THE TASK
Render these lines as a two-column CSV with the headers "line" and "answer". Give one row per line, with its text and its answer each in a single quoted field and any line breaks replaced by spaces.

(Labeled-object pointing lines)
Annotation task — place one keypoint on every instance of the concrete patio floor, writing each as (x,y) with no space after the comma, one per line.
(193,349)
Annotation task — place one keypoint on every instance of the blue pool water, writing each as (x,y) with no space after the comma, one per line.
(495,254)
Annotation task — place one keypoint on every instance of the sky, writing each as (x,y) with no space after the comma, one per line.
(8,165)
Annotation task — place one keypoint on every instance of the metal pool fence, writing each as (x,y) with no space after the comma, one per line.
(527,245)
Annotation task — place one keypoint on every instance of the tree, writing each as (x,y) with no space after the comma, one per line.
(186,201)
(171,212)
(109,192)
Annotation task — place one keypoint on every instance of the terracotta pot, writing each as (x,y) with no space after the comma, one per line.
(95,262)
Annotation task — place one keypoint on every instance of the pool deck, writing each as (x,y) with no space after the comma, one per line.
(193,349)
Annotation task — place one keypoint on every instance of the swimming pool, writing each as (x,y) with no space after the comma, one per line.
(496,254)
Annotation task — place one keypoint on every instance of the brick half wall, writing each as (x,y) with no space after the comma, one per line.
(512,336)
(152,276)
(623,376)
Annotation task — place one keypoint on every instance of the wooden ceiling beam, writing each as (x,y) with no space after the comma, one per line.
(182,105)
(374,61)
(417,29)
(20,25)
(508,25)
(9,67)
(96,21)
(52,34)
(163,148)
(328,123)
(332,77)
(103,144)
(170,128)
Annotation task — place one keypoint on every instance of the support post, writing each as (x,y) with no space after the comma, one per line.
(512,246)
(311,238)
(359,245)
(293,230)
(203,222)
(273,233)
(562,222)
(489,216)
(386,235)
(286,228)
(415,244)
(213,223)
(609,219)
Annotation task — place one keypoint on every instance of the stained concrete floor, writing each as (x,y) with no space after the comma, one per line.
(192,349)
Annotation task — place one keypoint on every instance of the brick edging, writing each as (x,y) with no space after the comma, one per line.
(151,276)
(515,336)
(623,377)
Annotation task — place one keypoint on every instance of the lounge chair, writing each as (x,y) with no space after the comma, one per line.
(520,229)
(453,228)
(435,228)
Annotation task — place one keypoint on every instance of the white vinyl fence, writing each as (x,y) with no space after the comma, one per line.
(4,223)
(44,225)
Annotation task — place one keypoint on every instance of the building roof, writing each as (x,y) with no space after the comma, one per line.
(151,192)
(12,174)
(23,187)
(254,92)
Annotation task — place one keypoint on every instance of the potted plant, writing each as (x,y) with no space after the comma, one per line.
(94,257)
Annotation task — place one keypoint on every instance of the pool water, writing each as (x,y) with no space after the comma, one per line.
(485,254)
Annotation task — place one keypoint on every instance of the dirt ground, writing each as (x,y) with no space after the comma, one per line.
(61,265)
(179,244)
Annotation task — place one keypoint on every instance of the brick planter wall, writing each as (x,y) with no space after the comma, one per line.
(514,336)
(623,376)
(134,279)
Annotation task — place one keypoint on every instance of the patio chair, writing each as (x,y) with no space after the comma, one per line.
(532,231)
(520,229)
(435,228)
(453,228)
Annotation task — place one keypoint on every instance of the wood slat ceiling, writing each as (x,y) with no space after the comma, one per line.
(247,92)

FINISHED ANSWER
line,answer
"Annotation task — place one keypoint on every instance of the concrete patio floor, writing each as (x,y) with no space after the comma, one per line.","(193,349)"
"Annotation task — place one keypoint on every instance of the blue pool water, writing each as (x,y) with no space after the comma, one per line.","(495,254)"
"Annotation task — place one keypoint on every instance of the sky, writing each as (x,y) with no space after the comma, one per line.","(8,165)"
"Annotation task — place one keypoint on every instance of the metal pool fence, writing each as (x,y) with no space after the comma, one per line.","(527,245)"
"Annotation task — place one keypoint on every instance of the tree, writing each as (x,y) with no space after the comma, one per line.","(186,201) (171,212) (109,192)"
"Annotation task — place one keypoint on every instance of the terracotta pot, writing each as (x,y) with no space after the comma, one per line.","(95,262)"
"Annotation task — place one keypoint on every instance of the pool deck, writing each as (x,y) with no space after the comma, one per line.","(193,349)"
"Annotation task — place one keypoint on every instance of the swimming pool, writing each as (x,y) with no space after the comma, one per line.","(496,254)"
"Annotation task — place one keypoint on every instance of the brick half wall, writing each as (x,y) with no space after the comma, one per line.","(512,336) (152,276) (623,376)"
"Annotation task — place one keypoint on every instance of the wooden ceiling beam, writing each as (x,y) with no space after the comma, one per line.","(182,105) (374,61) (417,29) (20,25) (508,25) (9,67) (96,21) (52,34) (163,148) (328,123) (332,77) (103,144) (170,128)"
"Annotation task — place one keypoint on every instance of the support post, writing each as (x,y) with no space after the comma, one per line.","(512,246) (311,238) (359,245) (293,230) (203,222) (273,233) (562,222) (489,216) (386,235) (286,228) (415,244) (213,223) (609,219)"
"Annotation task — place one keypoint on every instance of the stained concrete floor, writing each as (x,y) with no space after the comma, one per line.","(192,349)"
"Annotation task — place one keypoint on every instance of the brick edging, writing each as (x,y) with no space after the comma, one per line.","(151,276) (515,336) (623,377)"
"Annotation task — place one keypoint on every instance of the lounge chair, writing each as (x,y) with no space after the comma, one per line.","(520,229) (453,228) (435,228)"
"Annotation task — place one keypoint on every instance of the white vinyl fence, writing each as (x,y) with no space after the comma, one per line.","(4,223) (44,225)"
"Annotation task — place one keypoint on every instance of the building roof, writing each as (x,y) with no space after the comma, one per line.","(151,192) (12,174) (23,187) (254,92)"
"Annotation task — place one keypoint on every instance of the potted plant, writing each as (x,y) with no space after the comma, one per line.","(94,257)"
"Annotation task — place one keypoint on every instance of the pool water, writing each as (x,y) with no space after the comma, one per line.","(485,254)"
"Annotation task — place one keypoint on every instance of the dirt ground, writing each as (x,y) with no space after the comma, one per line.","(61,265) (179,244)"
"Annotation task — place one keypoint on every instance of the brick planter wall, writing each as (x,y) with no space after the comma, one per line.","(514,336) (623,376) (134,279)"
"Annotation task — place one keypoint on every instance of the patio chair, writing each as (x,y) with no space after the comma, one per line.","(532,231) (520,229) (435,228) (453,228)"
"Annotation task — place one keypoint on every instance of the wood slat ceiling, writing each as (x,y) with no space after the comma, one per line.","(247,92)"